* _Extrait du texte_
>>

Intervention de Jérôme Salomon

Commission d'enquête Évaluation politiques publiques face aux pandémies — Réunion du 16 septembre 2020 à 14h30
Table ronde avec des acteurs institutionnels

Jérôme Salomon, directeur général de la santé :

Depuis le début de cette crise, en tant que médecin infectiologue, je ne suis pas resté une journée sans échanger avec des professionnels de santé - infirmiers, médecins, sages-femmes, kinésithérapeutes - implantés partout sur le territoire national, sans recevoir des retours directs du terrain, en ville, à la campagne ou à l'hôpital, sans lire ou recevoir des témoignages de familles touchées. Je pense sans cesse aux victimes du covid comme à celles d'autres maladies, à cette pandémie qui perdure et à la crise majeure que nous traversons.

En un siècle, aucune épidémie n'a entraîné autant d'hospitalisations, de décès, de souffrances et surtout de conséquences multiples dans un temps si court. Les effets de cette crise dureront sans doute bien des années.

<<

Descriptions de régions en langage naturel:

>>

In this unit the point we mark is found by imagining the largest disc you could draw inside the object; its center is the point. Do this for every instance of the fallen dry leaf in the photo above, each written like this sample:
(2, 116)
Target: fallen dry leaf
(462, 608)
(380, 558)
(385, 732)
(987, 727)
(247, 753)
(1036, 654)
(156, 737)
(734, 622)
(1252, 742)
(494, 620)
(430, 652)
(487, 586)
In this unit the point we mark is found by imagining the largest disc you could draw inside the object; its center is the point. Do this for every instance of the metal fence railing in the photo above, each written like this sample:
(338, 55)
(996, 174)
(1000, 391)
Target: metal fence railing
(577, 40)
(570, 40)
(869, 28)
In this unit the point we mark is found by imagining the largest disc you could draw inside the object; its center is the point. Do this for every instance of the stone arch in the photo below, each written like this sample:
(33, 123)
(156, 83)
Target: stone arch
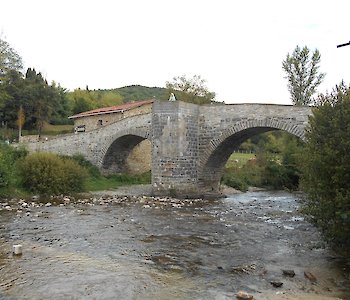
(220, 148)
(118, 148)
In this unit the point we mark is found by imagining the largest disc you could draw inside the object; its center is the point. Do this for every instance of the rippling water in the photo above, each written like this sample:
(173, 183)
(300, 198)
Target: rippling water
(145, 248)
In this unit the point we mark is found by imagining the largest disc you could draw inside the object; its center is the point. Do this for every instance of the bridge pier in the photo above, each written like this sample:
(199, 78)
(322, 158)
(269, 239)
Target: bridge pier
(175, 150)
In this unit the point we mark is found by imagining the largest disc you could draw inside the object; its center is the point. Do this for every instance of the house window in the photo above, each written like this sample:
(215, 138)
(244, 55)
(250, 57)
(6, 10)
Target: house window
(80, 128)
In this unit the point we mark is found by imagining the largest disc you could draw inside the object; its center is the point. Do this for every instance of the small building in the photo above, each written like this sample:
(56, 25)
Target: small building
(96, 118)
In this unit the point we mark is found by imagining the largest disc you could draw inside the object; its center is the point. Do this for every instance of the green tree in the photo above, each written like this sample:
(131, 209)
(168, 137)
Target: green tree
(9, 59)
(302, 73)
(326, 165)
(193, 90)
(40, 99)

<<

* _À faire_
a. Recopiez l'intervention de Jérôme Salomon à partir de « Intervention de Jérôme » jusqu'à « que nous traversons. » inclus, en remplaçant « infectiologue » par « épidémiologiste ».
b. Répondez à ces questions sur l'intervention de Jérôme Salomon :
(i) À quelle date et à quelle heure a eu lieu la réunion ?
(ii) Quel poste occupe Jérôme Salomon ?
(iii) Combien de temps les effets de la crise vont-ils sans doute durer ?
c. Poursuivez l'intervention de Jérôme Salomon après sa dernière phrase.
Les lignes ne sont pas utiles ici.

* _Réponses_
a.
Intervention de Jérôme Salomon

Commission d'enquête Évaluation politiques publiques face aux pandémies — Réunion du 16 septembre 2020 à 14h30
Table ronde avec des acteurs institutionnels

Jérôme Salomon, directeur général de la santé :

Depuis le début de cette crise, en tant que médecin épidémiologiste, je ne suis pas resté une journée sans échanger avec des professionnels de santé - infirmiers, médecins, sages-femmes, kinésithérapeutes - implantés partout sur le territoire national, sans recevoir des retours directs du terrain, en ville, à la campagne ou à l'hôpital, sans lire ou recevoir des témoignages de familles touchées. Je pense sans cesse aux victimes du covid comme à celles d'autres maladies, à cette pandémie qui perdure et à la crise majeure que nous traversons.

b.
(i) Le 16 septembre 2020 à 14h30.
(ii) Il est directeur général de la santé.
(iii) Bien des années.

c.
En janvier dernier, il y a huit mois seulement, nous ne savions rien de ce nouveau virus chez l'homme, qu'il s'agisse de sa contagiosité, des modes de transmission, du délai d'incubation, des cibles en population, du rôle de l'immunité, du rôle des enfants, de la virulence, de la létalité ou des traitements ; nous ignorions quelle serait l'évolution de l'épidémie en fonction des saisons et des lieux ; nous ne savions rien de son potentiel pandémique.

Le covid n'était évidemment pas une grippe, et il n'a pas du tout connu l'évolution du SRAS, en 2003 - on avait alors dénombré 800 morts dans le monde et 2 cas en France -, ou, depuis 2012, du Mers-CoV, qui a totalisé 866 morts, quelques cas et alertes en France. Ce sont pourtant deux coronavirus.

Une alerte majeure avait touché l'Afrique de l'Ouest avec Ebola ; à cet égard, deux cas avaient été importés en France. Ils avaient été parfaitement pris en charge.

J'ai toujours dit ce que nous savions et ce que nous ne savions pas. J'ai fait en sorte de répondre à toutes les questions qui m'étaient posées par les journalistes, par la population ou par les professionnels de santé, avec humilité, en me fondant sur l'évolution des connaissances et en étant clair quant aux incertitudes scientifiques.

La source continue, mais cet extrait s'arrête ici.